Source data:
--------
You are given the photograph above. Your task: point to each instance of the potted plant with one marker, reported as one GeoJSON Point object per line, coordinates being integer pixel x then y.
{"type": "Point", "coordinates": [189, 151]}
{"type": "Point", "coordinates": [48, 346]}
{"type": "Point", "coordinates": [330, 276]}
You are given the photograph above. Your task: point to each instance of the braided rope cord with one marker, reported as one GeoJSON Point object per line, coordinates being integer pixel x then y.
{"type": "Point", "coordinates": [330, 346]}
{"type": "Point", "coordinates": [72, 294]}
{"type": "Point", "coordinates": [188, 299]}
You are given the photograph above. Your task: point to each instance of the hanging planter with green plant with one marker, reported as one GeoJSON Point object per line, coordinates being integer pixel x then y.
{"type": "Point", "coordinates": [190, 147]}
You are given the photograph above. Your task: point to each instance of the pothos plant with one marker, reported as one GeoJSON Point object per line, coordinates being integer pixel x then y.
--------
Written task
Output, as a JSON list of strings with one string per line and blank lines omitted, the part of the records that opens with the line containing "of the hanging" and runs through the end of the records.

Output of the exercise
[
  "You are given the photograph above. Your task: point to each instance of the hanging planter with green plant with one marker, reported as one GeoJSON Point object per line, coordinates being integer pixel x then y.",
  "{\"type\": \"Point\", \"coordinates\": [190, 147]}",
  "You are given the photograph above. Your task: point to each instance of the pothos plant with one marker, reported as one GeoJSON Point object per line, coordinates being integer pixel x then y."
]